• **CHALLENGE**
Please reproduce word for word the part of the passage on the Billy McGinty and Otto Gray materials that runs from "Correspondence, travel diaries, newspaper" to "the band years.".

• **DOCUMENT PASSAGE**

The Billy McGinty materials are a result of Glenn Shirley acquiring the materials directly from Billy McGinty and members of his immediate family. He acquired the materials to write the McGinty biography, but the manuscript was never published. McGinty was a soldier with Theodore Roosevelt’s Rough Riders, a member of several Wild West Shows, and a well-known professional cowboy in Oklahoma during the early 20th century. The McGinty documents consist mostly of newspaper clippings and magazine articles, but also correspondence, both personal and business, that describe his life experiences, including his time as a Rough Rider after they returned from Cuba, events with the Rough Rider yearly reunions, Buffalo Bill’s Wild West Show, and McGinty’s Cowboy band. There is also a variety of photographs portraying cowboy life in Oklahoma and McGinty’s showmanship in assorted Wild West performances, his cowboy band, and his family. In the 1920’s, McGinty became the leader of McGinty’s Oklahoma Cowboy Band, which he quickly sold to Otto Gray, the band manager, who renamed it Otto Gray and his Oklahoma Cowboys, the first nationally famous cowboy band.
Correspondence, travel diaries, newspaper clippings, song requests, photographs, and some financial records of the band years make up the bulk of documents of the Otto Gray subseries. The band dispersed in 1936, but there are photographs of Gray’s family, his home before he married, and photographs and newspaper clippings documenting his retirement years. Gray had been a farmer and small business owner before he, his wife Florence, aka Mommie, and their son Owen began performing with the Band and he returned to this after the band years.

(Object location annotation data)
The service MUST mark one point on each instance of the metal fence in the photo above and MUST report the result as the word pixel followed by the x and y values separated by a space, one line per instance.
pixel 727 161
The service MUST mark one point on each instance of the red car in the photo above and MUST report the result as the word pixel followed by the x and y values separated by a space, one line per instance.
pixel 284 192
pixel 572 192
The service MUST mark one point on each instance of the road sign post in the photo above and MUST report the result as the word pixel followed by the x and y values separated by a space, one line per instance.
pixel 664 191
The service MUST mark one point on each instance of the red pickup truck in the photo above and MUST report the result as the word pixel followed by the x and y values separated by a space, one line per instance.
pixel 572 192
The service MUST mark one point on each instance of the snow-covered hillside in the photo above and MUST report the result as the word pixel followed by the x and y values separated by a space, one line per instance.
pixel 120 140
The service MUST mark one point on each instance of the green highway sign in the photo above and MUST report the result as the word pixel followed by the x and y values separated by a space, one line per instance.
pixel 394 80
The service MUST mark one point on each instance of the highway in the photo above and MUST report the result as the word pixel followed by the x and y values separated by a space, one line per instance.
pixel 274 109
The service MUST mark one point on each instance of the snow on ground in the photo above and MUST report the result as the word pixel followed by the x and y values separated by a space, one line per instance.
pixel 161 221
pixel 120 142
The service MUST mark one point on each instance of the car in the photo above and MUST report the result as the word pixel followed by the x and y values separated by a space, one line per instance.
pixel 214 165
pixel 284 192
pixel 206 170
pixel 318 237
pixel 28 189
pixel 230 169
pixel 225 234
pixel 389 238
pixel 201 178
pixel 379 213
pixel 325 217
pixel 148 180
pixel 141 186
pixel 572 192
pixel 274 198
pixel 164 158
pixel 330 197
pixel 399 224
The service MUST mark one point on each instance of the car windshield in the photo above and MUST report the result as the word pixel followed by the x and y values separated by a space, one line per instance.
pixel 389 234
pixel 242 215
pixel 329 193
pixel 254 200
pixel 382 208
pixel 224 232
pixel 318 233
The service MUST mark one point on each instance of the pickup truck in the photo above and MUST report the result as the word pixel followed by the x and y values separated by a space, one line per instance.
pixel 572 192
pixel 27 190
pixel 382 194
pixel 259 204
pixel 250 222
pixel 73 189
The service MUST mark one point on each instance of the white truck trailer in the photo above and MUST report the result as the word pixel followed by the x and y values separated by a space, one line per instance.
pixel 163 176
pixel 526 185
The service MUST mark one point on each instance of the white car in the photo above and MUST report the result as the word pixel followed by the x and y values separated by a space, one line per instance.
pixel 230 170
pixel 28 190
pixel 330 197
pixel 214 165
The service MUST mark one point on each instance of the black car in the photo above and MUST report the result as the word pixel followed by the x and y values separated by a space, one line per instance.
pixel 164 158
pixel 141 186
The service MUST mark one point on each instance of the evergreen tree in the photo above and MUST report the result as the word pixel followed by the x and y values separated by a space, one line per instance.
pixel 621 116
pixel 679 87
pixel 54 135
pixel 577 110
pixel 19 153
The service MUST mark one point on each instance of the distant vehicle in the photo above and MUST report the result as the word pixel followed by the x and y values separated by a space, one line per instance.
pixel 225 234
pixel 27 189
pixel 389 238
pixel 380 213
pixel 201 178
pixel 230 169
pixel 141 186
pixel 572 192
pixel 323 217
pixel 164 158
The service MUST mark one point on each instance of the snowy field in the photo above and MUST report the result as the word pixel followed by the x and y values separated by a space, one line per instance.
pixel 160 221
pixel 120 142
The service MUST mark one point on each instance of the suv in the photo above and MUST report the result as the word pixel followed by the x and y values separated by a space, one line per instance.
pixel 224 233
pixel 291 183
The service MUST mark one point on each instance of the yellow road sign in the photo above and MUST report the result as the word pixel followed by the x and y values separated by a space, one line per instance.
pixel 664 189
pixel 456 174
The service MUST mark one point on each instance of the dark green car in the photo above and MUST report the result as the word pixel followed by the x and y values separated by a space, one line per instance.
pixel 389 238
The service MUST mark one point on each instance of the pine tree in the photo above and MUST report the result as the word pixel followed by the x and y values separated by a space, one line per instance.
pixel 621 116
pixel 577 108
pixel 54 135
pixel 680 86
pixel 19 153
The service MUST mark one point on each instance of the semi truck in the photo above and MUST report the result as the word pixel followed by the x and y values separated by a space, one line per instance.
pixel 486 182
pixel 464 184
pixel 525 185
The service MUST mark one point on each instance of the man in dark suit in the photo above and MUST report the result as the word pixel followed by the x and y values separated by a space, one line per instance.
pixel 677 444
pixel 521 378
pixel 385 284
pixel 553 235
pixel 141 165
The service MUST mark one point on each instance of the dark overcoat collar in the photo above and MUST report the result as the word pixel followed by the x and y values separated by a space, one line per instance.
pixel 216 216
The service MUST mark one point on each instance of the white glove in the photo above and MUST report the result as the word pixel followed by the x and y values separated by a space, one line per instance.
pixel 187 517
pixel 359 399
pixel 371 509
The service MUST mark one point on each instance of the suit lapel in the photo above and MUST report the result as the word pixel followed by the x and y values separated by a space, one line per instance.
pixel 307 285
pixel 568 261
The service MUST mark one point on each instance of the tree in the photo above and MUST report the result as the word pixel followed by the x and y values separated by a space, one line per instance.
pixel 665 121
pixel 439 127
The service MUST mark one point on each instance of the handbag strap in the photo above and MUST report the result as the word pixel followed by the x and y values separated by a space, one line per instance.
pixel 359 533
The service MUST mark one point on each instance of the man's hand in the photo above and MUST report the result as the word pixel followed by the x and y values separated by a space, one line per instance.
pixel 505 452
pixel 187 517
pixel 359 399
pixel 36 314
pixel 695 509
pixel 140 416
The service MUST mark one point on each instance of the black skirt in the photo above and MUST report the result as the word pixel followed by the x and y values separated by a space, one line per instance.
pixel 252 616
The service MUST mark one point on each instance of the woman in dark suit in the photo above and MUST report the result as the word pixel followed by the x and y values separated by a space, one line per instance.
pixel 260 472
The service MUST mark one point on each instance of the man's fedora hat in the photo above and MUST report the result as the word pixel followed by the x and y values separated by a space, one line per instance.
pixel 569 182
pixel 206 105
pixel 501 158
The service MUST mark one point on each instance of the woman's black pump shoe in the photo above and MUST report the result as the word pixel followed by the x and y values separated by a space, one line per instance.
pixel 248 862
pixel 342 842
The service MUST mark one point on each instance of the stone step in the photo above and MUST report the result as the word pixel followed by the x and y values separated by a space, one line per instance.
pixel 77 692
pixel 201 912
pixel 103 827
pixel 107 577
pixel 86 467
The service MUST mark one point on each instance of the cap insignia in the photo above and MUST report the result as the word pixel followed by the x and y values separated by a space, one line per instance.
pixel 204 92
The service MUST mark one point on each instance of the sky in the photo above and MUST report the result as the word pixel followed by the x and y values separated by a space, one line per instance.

• **RESPONSE TO THE TASK**
Correspondence, travel diaries, newspaper clippings, song requests, photographs, and some financial records of the band years make up the bulk of documents of the Otto Gray subseries. The band dispersed in 1936, but there are photographs of Gray’s family, his home before he married, and photographs and newspaper clippings documenting his retirement years. Gray had been a farmer and small business owner before he, his wife Florence, aka Mommie, and their son Owen began performing with the Band and he returned to this after the band years.